▸ **What is needed**
Copy out the data word for word, from its first line down to the line containing "[405,135,831,425]", including that line.

(Labeled box records)
◆ ◆ ◆ ◆ ◆ ◆ ◆
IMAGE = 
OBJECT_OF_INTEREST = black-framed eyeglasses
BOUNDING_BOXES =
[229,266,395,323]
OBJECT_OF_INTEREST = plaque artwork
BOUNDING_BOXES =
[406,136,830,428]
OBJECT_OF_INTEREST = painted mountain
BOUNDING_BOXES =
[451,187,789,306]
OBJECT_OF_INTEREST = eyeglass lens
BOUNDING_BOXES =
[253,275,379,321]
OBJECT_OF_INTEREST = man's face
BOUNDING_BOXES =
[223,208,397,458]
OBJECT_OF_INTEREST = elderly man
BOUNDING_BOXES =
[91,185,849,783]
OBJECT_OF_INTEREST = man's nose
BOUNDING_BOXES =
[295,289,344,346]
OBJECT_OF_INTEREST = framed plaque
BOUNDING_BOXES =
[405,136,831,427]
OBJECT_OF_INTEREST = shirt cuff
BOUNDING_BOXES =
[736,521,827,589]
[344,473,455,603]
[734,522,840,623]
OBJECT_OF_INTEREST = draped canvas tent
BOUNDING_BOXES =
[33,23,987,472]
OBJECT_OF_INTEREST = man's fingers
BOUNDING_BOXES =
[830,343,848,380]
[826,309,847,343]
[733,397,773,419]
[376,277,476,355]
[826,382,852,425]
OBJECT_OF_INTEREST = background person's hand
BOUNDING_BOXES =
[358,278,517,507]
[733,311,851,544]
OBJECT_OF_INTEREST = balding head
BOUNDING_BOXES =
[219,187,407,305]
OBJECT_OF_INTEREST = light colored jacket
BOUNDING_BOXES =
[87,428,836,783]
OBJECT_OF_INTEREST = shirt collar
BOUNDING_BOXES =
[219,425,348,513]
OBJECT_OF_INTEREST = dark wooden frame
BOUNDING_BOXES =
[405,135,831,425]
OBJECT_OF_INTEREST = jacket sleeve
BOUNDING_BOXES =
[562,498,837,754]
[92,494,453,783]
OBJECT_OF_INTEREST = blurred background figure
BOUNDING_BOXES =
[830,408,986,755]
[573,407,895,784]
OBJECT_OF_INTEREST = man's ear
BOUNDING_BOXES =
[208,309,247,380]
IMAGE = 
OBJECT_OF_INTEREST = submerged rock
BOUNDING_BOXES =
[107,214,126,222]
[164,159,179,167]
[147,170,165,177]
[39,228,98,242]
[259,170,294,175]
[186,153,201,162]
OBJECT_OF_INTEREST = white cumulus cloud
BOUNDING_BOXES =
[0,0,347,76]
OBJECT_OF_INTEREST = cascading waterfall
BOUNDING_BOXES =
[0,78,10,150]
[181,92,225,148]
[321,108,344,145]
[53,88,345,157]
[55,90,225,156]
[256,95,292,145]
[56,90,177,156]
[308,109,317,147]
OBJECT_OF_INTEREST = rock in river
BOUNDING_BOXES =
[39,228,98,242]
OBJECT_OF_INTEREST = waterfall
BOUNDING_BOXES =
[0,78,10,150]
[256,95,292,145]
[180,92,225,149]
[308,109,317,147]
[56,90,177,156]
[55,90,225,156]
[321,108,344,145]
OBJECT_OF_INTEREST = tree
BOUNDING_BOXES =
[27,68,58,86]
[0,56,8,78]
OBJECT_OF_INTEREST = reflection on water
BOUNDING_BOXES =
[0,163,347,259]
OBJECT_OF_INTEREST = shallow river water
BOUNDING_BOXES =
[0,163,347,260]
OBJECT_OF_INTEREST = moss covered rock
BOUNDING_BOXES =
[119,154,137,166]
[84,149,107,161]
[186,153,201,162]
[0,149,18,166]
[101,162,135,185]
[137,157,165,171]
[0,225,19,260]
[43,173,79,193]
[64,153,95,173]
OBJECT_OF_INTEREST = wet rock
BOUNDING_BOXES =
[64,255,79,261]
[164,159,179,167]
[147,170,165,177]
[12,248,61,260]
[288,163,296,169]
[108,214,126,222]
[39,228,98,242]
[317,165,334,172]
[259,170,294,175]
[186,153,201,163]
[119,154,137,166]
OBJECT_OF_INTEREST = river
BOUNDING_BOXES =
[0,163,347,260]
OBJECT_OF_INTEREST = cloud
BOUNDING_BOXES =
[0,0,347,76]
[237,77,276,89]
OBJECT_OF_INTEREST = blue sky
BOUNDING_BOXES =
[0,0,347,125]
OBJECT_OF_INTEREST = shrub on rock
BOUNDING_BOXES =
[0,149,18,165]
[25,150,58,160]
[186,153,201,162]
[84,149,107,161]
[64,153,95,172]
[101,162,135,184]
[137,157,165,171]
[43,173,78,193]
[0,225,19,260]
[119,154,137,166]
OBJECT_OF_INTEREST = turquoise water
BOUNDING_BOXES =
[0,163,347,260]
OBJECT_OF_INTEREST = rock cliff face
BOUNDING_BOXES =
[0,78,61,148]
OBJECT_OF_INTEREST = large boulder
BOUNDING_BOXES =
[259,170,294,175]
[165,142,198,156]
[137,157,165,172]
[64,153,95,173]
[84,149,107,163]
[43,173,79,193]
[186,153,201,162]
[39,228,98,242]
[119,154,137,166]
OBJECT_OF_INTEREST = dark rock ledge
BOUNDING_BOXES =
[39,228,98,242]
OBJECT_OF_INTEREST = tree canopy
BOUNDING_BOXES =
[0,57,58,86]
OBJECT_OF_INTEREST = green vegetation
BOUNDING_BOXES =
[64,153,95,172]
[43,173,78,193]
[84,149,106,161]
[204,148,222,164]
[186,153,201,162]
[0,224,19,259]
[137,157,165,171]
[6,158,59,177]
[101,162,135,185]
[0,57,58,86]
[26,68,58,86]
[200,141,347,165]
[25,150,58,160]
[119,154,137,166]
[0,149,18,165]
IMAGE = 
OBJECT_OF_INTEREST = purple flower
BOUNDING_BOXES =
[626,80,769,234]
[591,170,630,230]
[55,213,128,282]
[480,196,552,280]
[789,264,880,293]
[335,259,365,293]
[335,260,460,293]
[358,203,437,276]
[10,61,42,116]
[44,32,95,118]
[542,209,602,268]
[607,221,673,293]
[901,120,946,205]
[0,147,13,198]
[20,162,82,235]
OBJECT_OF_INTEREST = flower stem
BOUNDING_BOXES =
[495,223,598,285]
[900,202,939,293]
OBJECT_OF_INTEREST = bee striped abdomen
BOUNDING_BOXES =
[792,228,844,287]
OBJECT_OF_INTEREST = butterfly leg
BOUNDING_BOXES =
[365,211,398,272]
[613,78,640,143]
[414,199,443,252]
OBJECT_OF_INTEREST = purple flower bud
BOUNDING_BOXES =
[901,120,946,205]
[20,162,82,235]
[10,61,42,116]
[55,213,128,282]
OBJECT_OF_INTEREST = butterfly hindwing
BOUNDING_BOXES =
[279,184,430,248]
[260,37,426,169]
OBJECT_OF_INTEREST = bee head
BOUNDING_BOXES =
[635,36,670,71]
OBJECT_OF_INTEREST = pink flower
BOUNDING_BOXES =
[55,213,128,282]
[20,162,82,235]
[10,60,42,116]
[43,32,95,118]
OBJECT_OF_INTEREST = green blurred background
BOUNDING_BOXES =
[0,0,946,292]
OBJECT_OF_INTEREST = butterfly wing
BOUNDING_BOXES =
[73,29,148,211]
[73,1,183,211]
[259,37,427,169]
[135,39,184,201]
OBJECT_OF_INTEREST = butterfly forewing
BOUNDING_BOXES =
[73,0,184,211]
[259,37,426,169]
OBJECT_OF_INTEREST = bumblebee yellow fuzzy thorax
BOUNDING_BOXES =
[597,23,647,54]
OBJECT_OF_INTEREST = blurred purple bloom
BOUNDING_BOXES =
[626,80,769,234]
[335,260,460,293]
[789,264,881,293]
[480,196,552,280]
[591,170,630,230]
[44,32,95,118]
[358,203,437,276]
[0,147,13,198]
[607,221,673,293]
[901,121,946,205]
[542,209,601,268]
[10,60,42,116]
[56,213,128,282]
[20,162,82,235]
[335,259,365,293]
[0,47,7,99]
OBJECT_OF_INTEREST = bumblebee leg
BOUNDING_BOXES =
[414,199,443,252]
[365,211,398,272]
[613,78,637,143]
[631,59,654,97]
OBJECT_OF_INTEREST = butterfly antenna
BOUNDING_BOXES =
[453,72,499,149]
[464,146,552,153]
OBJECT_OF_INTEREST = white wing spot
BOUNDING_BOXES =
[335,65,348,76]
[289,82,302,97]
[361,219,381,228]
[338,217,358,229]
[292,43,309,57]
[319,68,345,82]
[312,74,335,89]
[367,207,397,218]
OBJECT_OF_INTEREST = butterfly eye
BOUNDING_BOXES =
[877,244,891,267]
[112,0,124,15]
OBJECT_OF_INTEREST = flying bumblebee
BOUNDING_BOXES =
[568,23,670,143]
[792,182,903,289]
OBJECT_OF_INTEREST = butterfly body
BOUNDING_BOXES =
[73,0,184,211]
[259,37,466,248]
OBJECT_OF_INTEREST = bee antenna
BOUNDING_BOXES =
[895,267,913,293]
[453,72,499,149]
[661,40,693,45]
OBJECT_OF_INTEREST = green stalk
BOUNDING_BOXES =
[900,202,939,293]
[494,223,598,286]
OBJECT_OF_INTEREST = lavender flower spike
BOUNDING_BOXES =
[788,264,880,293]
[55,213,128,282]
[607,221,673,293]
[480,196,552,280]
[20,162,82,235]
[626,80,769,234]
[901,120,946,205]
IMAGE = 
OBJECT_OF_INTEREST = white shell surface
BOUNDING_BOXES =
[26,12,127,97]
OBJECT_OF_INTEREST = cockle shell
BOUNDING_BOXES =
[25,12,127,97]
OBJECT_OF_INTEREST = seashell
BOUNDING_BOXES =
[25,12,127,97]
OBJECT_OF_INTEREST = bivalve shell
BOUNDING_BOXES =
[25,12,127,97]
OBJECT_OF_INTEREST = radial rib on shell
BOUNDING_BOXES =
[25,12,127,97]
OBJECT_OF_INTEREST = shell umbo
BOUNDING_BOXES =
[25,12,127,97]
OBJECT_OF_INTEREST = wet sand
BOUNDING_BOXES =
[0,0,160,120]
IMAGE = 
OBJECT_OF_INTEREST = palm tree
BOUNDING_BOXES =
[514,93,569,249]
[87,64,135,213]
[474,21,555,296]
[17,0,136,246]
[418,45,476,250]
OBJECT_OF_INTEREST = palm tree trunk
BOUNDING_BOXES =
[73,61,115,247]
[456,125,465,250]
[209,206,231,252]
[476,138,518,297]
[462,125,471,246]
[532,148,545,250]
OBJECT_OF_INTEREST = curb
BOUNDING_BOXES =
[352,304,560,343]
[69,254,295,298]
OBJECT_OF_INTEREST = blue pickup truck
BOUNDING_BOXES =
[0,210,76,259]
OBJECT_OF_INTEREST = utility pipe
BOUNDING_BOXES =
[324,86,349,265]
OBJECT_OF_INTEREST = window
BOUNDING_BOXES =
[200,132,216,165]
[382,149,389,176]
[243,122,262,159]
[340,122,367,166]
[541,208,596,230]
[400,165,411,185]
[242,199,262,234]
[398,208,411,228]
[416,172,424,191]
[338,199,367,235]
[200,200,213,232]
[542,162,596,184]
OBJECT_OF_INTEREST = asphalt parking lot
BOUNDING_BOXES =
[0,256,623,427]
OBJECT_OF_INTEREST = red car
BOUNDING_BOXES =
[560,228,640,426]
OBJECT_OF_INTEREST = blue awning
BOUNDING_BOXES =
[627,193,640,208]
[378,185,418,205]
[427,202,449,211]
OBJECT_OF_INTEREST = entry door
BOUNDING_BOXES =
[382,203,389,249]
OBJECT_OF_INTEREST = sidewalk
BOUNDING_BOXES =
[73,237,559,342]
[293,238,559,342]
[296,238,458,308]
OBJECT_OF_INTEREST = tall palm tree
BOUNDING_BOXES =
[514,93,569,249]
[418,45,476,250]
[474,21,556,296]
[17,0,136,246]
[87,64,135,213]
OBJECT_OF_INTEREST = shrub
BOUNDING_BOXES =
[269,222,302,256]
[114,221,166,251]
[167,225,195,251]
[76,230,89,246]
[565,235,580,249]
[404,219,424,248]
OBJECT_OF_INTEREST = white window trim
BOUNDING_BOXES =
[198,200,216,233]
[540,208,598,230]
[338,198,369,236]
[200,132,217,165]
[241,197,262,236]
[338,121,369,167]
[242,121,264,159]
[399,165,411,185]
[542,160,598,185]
◆ ◆ ◆ ◆ ◆ ◆ ◆
▸ **Response to the exercise**
IMAGE = 
OBJECT_OF_INTEREST = black-framed eyeglasses
BOUNDING_BOXES =
[229,266,395,323]
OBJECT_OF_INTEREST = plaque artwork
BOUNDING_BOXES =
[406,136,830,428]
OBJECT_OF_INTEREST = painted mountain
BOUNDING_BOXES =
[451,187,789,306]
OBJECT_OF_INTEREST = eyeglass lens
BOUNDING_BOXES =
[253,275,379,321]
OBJECT_OF_INTEREST = man's face
BOUNDING_BOXES =
[223,208,397,458]
OBJECT_OF_INTEREST = elderly man
BOUNDING_BOXES =
[91,185,849,783]
OBJECT_OF_INTEREST = man's nose
BOUNDING_BOXES =
[295,289,344,346]
OBJECT_OF_INTEREST = framed plaque
BOUNDING_BOXES =
[405,136,831,427]
OBJECT_OF_INTEREST = shirt cuff
BOUNDING_BOXES =
[736,521,827,589]
[344,473,455,603]
[734,522,840,623]
OBJECT_OF_INTEREST = draped canvas tent
BOUNDING_BOXES =
[33,23,987,472]
OBJECT_OF_INTEREST = man's fingers
BOUNDING_BOXES =
[830,343,848,380]
[826,309,847,343]
[733,397,773,419]
[376,277,476,355]
[826,382,852,425]
OBJECT_OF_INTEREST = background person's hand
BOUNDING_BOXES =
[358,278,517,507]
[733,311,851,544]
OBJECT_OF_INTEREST = balding head
BOUNDING_BOXES =
[219,187,407,305]
OBJECT_OF_INTEREST = light colored jacket
BOUNDING_BOXES =
[87,428,836,783]
OBJECT_OF_INTEREST = shirt collar
BOUNDING_BOXES =
[219,425,348,513]
OBJECT_OF_INTEREST = dark wooden frame
BOUNDING_BOXES =
[405,135,831,425]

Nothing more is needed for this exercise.